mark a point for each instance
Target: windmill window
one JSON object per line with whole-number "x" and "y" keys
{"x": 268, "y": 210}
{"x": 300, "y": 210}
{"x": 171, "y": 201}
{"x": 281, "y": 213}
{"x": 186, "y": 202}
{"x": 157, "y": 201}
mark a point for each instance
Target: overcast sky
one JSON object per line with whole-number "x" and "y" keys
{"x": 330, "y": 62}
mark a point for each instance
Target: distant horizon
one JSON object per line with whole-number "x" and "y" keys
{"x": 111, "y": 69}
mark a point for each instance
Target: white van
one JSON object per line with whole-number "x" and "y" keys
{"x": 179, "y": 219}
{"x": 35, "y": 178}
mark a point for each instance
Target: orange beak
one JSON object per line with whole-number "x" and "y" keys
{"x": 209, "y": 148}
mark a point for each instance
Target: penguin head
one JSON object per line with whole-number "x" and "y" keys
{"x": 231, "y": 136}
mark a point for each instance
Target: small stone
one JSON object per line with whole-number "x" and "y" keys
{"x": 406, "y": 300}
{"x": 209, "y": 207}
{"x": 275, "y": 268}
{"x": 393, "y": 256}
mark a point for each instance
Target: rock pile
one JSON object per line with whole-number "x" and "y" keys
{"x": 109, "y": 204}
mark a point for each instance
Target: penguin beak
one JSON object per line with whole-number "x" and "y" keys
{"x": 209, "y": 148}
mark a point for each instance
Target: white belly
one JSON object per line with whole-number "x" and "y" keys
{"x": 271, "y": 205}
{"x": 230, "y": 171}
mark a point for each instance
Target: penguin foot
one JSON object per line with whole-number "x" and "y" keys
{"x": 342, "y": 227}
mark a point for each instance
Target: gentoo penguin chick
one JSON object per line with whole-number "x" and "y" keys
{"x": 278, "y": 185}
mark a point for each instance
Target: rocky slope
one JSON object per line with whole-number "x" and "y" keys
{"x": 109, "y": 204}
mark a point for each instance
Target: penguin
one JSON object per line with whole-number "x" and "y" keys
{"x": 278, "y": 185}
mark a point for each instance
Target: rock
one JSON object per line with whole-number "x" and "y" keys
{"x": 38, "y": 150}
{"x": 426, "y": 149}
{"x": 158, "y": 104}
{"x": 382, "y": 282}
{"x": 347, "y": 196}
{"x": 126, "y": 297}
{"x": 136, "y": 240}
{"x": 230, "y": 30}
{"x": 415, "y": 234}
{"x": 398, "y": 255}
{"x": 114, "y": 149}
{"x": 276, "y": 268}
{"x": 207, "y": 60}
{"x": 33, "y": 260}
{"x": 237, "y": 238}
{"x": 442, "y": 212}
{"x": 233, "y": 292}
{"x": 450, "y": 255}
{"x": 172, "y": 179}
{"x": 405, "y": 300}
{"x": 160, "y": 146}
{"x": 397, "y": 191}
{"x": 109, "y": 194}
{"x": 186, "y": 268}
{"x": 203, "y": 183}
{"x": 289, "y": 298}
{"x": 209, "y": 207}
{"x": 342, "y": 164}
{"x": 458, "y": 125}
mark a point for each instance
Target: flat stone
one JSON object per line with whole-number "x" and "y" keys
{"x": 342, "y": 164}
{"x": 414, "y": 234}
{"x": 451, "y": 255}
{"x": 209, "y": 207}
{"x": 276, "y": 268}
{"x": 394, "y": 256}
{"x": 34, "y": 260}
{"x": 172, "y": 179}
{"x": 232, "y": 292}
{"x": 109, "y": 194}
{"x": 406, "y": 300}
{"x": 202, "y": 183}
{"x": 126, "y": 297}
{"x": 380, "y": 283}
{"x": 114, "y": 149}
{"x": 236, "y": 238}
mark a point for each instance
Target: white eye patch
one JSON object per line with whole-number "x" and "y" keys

Exercise instructions: Restate all of the entries exactly, please.

Solution below:
mark a point for each instance
Target: windmill window
one JSON object per line with whole-number "x" and "y" keys
{"x": 268, "y": 210}
{"x": 300, "y": 210}
{"x": 171, "y": 201}
{"x": 281, "y": 213}
{"x": 186, "y": 202}
{"x": 157, "y": 201}
mark a point for each instance
Target: overcast sky
one JSON object per line with whole-number "x" and "y" keys
{"x": 330, "y": 62}
mark a point for each instance
Target: distant horizon
one JSON object per line with whole-number "x" and "y" keys
{"x": 111, "y": 69}
mark a point for each instance
Target: white van
one JSON object per line with whole-number "x" and "y" keys
{"x": 179, "y": 219}
{"x": 35, "y": 178}
mark a point for each instance
Target: orange beak
one JSON object per line with whole-number "x" and "y" keys
{"x": 209, "y": 148}
mark a point for each instance
Target: penguin head
one JSON object per line with whole-number "x" and "y" keys
{"x": 231, "y": 136}
mark a point for each instance
Target: small stone
one JSON object per line with whole-number "x" and "y" keys
{"x": 406, "y": 300}
{"x": 209, "y": 207}
{"x": 275, "y": 268}
{"x": 393, "y": 256}
mark a point for each instance
Target: rock pile
one JSON object per line with whole-number "x" and "y" keys
{"x": 109, "y": 204}
mark a point for each instance
Target: penguin beak
one JSON object per line with whole-number "x" and "y" keys
{"x": 209, "y": 148}
mark a point for each instance
Target: white belly
one JSON object per line with whole-number "x" and "y" keys
{"x": 271, "y": 205}
{"x": 230, "y": 171}
mark a point for each instance
Target: penguin foot
one JSON object per line with whole-number "x" and "y" keys
{"x": 342, "y": 227}
mark a point for each instance
Target: gentoo penguin chick
one JSON object per line with whole-number "x" and "y" keys
{"x": 278, "y": 185}
mark a point for each instance
Target: rocky slope
one JSON object per line with whole-number "x" and "y" keys
{"x": 109, "y": 204}
mark a point for each instance
Target: penguin
one JSON object per line with whole-number "x" and "y" keys
{"x": 278, "y": 185}
mark a point for each instance
Target: rock
one JSON object per line with whole-number "x" and "y" keys
{"x": 38, "y": 150}
{"x": 426, "y": 149}
{"x": 158, "y": 104}
{"x": 382, "y": 282}
{"x": 347, "y": 196}
{"x": 126, "y": 297}
{"x": 136, "y": 240}
{"x": 230, "y": 30}
{"x": 415, "y": 234}
{"x": 398, "y": 255}
{"x": 114, "y": 149}
{"x": 276, "y": 268}
{"x": 207, "y": 60}
{"x": 33, "y": 260}
{"x": 237, "y": 238}
{"x": 442, "y": 212}
{"x": 233, "y": 292}
{"x": 450, "y": 255}
{"x": 172, "y": 179}
{"x": 405, "y": 300}
{"x": 160, "y": 146}
{"x": 397, "y": 191}
{"x": 109, "y": 194}
{"x": 186, "y": 268}
{"x": 203, "y": 183}
{"x": 289, "y": 298}
{"x": 209, "y": 207}
{"x": 342, "y": 164}
{"x": 458, "y": 125}
mark a point for each instance
Target: flat stone
one JSON object per line with whole-number "x" and "y" keys
{"x": 342, "y": 164}
{"x": 414, "y": 234}
{"x": 451, "y": 255}
{"x": 209, "y": 207}
{"x": 276, "y": 268}
{"x": 394, "y": 256}
{"x": 34, "y": 260}
{"x": 172, "y": 179}
{"x": 232, "y": 292}
{"x": 109, "y": 194}
{"x": 406, "y": 300}
{"x": 202, "y": 183}
{"x": 126, "y": 297}
{"x": 380, "y": 283}
{"x": 114, "y": 149}
{"x": 236, "y": 238}
mark a point for each instance
Target: white eye patch
one JSON object per line with whole-number "x" and "y" keys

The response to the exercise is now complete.